In the material below, find each line with the string "front" and copy it.

Source material -
----------

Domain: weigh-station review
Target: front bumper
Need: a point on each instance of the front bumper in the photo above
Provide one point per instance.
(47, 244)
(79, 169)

----------

Written response -
Target: front bumper
Need: a point on each instance of the front bumper in the photo above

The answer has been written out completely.